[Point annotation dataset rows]

start

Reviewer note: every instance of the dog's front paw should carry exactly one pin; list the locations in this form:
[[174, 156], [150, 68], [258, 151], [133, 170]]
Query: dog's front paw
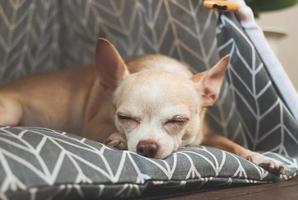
[[116, 140], [267, 163]]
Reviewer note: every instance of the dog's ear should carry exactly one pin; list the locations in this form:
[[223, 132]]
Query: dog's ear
[[110, 66], [209, 82]]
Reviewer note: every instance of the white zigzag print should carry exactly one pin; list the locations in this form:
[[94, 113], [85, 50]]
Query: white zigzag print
[[39, 163]]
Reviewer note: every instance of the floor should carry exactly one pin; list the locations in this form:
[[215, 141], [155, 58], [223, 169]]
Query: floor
[[279, 191]]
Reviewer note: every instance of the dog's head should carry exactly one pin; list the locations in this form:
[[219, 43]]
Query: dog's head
[[157, 111]]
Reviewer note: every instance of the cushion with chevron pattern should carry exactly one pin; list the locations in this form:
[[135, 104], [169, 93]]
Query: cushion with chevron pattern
[[39, 163]]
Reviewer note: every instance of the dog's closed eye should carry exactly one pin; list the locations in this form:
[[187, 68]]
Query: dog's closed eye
[[177, 119], [127, 118]]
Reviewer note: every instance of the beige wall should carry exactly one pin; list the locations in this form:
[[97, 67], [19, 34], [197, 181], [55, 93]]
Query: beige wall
[[286, 20]]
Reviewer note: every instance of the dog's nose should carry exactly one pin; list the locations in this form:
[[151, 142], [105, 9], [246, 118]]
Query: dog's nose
[[147, 148]]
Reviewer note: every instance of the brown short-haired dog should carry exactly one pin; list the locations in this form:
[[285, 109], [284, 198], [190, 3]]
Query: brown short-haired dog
[[151, 104]]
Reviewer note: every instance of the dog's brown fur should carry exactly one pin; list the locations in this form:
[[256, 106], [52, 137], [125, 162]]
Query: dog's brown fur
[[84, 100]]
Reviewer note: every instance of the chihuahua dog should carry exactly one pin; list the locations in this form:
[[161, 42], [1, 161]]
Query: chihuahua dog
[[151, 105]]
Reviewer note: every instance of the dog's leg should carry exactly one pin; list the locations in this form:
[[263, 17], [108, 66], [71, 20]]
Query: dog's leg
[[10, 112], [216, 140], [116, 140]]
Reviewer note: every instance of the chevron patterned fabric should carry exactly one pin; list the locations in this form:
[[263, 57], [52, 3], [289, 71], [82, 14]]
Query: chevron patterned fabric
[[39, 163]]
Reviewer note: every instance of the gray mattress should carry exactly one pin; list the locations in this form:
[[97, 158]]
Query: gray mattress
[[39, 163]]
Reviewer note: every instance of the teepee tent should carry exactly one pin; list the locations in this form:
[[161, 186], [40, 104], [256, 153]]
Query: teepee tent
[[258, 106]]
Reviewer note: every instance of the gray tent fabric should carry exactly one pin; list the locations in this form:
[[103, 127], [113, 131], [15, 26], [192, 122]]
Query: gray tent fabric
[[39, 163]]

end

Requirement: Starting at the line that contains "Reviewer note: every instance of the gray tent" and ending at the last of the rows, write those lines out again, replacing "gray tent fabric" with "tent canvas" and leaving everything else the same.

Task result:
Reviewer note: every instance of the tent canvas should carry exactly one pin; list the locations in this form:
[[103, 127], [113, 131], [15, 26], [192, 122]]
Query: tent canvas
[[39, 163]]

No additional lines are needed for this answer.